Your task>
Copy every one of the items below line for line, changing nothing.

Entries drawn from a collection>

++++++++++

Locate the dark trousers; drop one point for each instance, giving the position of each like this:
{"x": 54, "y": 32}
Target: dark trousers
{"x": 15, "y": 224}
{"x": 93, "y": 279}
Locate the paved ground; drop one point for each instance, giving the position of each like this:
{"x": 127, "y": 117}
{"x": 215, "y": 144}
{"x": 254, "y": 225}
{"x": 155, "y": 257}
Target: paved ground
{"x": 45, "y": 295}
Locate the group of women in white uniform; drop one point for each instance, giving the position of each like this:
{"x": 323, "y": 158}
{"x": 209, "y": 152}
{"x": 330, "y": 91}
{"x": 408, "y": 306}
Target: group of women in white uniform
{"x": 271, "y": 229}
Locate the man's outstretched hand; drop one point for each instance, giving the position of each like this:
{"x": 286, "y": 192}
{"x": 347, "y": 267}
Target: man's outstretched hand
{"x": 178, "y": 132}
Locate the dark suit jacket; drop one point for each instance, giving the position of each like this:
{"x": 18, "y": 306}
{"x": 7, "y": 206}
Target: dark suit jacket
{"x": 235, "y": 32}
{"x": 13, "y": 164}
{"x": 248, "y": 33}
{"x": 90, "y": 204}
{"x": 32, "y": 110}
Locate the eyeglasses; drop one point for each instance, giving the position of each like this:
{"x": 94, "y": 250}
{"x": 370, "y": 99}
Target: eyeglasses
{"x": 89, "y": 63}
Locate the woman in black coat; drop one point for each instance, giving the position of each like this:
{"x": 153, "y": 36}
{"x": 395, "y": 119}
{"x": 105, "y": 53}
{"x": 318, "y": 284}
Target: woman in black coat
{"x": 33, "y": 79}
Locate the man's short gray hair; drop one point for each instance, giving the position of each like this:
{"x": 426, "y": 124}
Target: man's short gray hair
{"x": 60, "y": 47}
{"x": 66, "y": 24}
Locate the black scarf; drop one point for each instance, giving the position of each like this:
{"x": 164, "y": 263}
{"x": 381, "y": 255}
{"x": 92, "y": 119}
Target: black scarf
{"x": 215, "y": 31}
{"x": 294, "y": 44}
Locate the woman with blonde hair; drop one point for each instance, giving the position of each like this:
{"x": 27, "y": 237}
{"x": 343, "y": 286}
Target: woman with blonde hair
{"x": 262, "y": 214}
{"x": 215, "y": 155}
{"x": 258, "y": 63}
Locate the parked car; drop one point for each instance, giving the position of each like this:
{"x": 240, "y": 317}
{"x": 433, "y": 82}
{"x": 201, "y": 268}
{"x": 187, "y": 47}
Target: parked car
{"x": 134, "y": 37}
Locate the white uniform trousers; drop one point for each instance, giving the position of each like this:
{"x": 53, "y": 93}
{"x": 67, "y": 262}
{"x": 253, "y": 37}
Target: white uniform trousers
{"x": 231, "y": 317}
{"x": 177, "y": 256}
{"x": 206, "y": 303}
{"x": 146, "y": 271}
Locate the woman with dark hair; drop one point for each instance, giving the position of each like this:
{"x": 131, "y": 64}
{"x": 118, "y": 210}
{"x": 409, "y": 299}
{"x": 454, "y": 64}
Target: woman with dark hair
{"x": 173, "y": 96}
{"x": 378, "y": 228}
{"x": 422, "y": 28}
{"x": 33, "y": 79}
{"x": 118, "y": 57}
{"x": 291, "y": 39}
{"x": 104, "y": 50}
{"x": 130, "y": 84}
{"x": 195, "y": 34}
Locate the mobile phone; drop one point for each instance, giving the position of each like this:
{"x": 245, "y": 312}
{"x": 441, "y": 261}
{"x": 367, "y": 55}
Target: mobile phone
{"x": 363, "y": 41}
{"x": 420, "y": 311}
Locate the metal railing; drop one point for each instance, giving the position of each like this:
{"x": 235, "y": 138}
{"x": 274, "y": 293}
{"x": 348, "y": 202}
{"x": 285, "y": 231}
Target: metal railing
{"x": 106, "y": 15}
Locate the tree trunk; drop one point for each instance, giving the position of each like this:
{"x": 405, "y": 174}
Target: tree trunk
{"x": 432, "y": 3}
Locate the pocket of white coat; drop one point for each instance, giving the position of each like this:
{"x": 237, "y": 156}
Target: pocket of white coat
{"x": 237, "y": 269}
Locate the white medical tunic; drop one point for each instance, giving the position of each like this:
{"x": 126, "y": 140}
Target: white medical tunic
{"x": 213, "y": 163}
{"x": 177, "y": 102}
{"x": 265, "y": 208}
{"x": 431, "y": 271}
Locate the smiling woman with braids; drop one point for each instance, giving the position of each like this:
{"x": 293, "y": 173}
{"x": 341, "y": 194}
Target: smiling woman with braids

++++++++++

Response to the exercise>
Locate the dark trousers; drop one point for each instance, giving the position of each like this:
{"x": 54, "y": 32}
Target: dark trousers
{"x": 15, "y": 224}
{"x": 93, "y": 279}
Locate the paved ground; drop one point for each instance, giving the position of each like this:
{"x": 127, "y": 117}
{"x": 215, "y": 144}
{"x": 254, "y": 225}
{"x": 155, "y": 257}
Target: paved ground
{"x": 45, "y": 295}
Locate the group of women in white uniform; drop one point for each instance, giving the position of each like this:
{"x": 323, "y": 158}
{"x": 209, "y": 152}
{"x": 330, "y": 91}
{"x": 408, "y": 306}
Target: group of women in white uniform
{"x": 271, "y": 229}
Locate the man's outstretched hand; drop one point for each instance, giving the position of each like this:
{"x": 286, "y": 192}
{"x": 347, "y": 267}
Target: man's outstretched hand
{"x": 178, "y": 132}
Locate the dark suit jacket; drop one point for each instance, giving the position of each like this:
{"x": 18, "y": 306}
{"x": 7, "y": 206}
Target: dark suit jacket
{"x": 235, "y": 32}
{"x": 13, "y": 164}
{"x": 248, "y": 33}
{"x": 90, "y": 204}
{"x": 32, "y": 110}
Locate the eyeglasses; drop one point for each instance, giving the position of each like this:
{"x": 94, "y": 250}
{"x": 370, "y": 99}
Target: eyeglasses
{"x": 89, "y": 63}
Locate the woman in black coat; drop one point for each instance, giving the position of each like this:
{"x": 153, "y": 36}
{"x": 395, "y": 119}
{"x": 105, "y": 53}
{"x": 318, "y": 284}
Target: woman in black coat
{"x": 33, "y": 79}
Locate the man's short gray hair; drop one point for each instance, giving the position of each like this:
{"x": 426, "y": 124}
Target: man's short gray hair
{"x": 60, "y": 47}
{"x": 66, "y": 24}
Locate the black scarf; drop one point for each instance, giving the position of each like this:
{"x": 164, "y": 263}
{"x": 381, "y": 255}
{"x": 92, "y": 119}
Target: black scarf
{"x": 215, "y": 31}
{"x": 294, "y": 44}
Locate the woman with blonde hair; drop one point for each instance, giving the position of each like this:
{"x": 27, "y": 237}
{"x": 343, "y": 286}
Target: woman with blonde hair
{"x": 262, "y": 214}
{"x": 215, "y": 155}
{"x": 258, "y": 63}
Locate the parked car; drop one point for each instance, giving the position of each like this:
{"x": 240, "y": 317}
{"x": 433, "y": 82}
{"x": 201, "y": 268}
{"x": 187, "y": 47}
Target: parked car
{"x": 134, "y": 37}
Locate the white uniform trousers; drop one point for each instance, giving the position of each like this:
{"x": 53, "y": 93}
{"x": 67, "y": 262}
{"x": 253, "y": 37}
Target: white uniform trousers
{"x": 231, "y": 317}
{"x": 177, "y": 256}
{"x": 206, "y": 303}
{"x": 146, "y": 271}
Locate the woman with dark hair; drop one point for each instance, giving the position of each like this:
{"x": 131, "y": 64}
{"x": 118, "y": 210}
{"x": 409, "y": 299}
{"x": 454, "y": 64}
Target: woman with dark hair
{"x": 173, "y": 96}
{"x": 378, "y": 228}
{"x": 422, "y": 28}
{"x": 33, "y": 79}
{"x": 118, "y": 57}
{"x": 291, "y": 39}
{"x": 104, "y": 50}
{"x": 130, "y": 84}
{"x": 195, "y": 34}
Locate the mobile phone; drop one point for each instance, giving the position of each like this:
{"x": 245, "y": 312}
{"x": 441, "y": 261}
{"x": 367, "y": 55}
Target: mobile phone
{"x": 363, "y": 41}
{"x": 420, "y": 311}
Locate the metal railing; drop one point for each instance, giving the position of each like this:
{"x": 235, "y": 138}
{"x": 274, "y": 293}
{"x": 348, "y": 202}
{"x": 285, "y": 231}
Target: metal railing
{"x": 106, "y": 15}
Locate the tree trunk; drop one point for each instance, giving the position of each like this:
{"x": 405, "y": 174}
Target: tree trunk
{"x": 432, "y": 3}
Locate the pocket of white coat; drop one point for each instance, giving the position of each like this:
{"x": 237, "y": 156}
Target: pocket of white coat
{"x": 237, "y": 269}
Locate the white medical tunic; drop one point for each instance, giving the position of each like this:
{"x": 126, "y": 140}
Target: white medical tunic
{"x": 213, "y": 163}
{"x": 177, "y": 102}
{"x": 265, "y": 208}
{"x": 431, "y": 271}
Locate the smiling woman with braids; drop one point for each instance, giving the position of each like this:
{"x": 293, "y": 173}
{"x": 341, "y": 194}
Target: smiling woman with braids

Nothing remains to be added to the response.